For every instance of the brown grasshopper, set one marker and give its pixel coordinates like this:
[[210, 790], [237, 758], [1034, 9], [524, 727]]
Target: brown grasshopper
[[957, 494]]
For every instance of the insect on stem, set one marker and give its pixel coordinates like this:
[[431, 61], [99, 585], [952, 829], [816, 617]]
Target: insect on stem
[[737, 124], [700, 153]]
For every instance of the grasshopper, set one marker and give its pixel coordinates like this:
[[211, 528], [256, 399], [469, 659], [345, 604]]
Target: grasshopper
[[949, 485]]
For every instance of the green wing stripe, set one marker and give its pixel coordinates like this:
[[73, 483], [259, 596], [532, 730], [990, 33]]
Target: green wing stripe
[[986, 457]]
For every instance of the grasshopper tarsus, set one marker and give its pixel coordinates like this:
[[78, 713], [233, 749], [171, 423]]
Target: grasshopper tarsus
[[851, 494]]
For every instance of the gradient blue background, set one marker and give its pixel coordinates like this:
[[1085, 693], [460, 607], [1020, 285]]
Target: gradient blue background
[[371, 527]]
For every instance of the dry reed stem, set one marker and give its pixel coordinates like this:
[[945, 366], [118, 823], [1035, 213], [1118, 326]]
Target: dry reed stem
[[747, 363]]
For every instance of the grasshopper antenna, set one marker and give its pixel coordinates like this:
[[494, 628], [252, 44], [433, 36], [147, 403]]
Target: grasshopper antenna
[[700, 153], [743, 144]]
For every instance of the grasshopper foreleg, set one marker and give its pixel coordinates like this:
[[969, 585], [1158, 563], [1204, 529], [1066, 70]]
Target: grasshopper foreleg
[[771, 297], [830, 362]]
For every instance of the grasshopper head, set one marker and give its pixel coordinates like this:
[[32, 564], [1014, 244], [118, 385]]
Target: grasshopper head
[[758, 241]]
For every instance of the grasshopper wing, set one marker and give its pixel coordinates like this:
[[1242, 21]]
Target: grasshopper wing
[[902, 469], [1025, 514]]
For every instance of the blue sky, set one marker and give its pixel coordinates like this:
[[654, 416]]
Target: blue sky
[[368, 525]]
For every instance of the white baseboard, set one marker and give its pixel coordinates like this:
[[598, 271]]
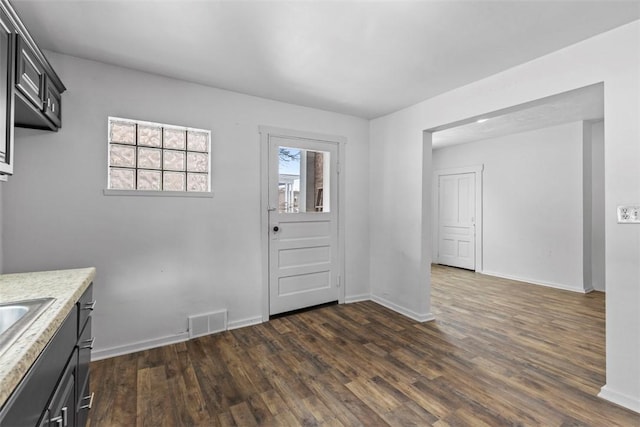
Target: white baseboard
[[425, 317], [236, 324], [621, 399], [537, 282], [357, 298], [162, 341], [138, 346]]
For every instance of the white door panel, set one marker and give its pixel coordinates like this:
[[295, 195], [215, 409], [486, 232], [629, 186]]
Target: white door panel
[[303, 235], [456, 220]]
★ ★ ★ ★ ★ ★ ★
▶ [TASK DIRECTIONS]: From the records above, copy out the line with "Target: grasshopper head", the line with "For every instance of the blue", and every line between them, word for word.

▶ [EXERCISE RESPONSE]:
Target: grasshopper head
[[758, 241]]
For every instance of the grasshopper wing, set one marker and give its pixel coordinates like this:
[[1242, 21]]
Target: grasshopper wing
[[902, 469], [1025, 514]]
For every instance of the blue sky, set one marker and give its pixel coordinates like this:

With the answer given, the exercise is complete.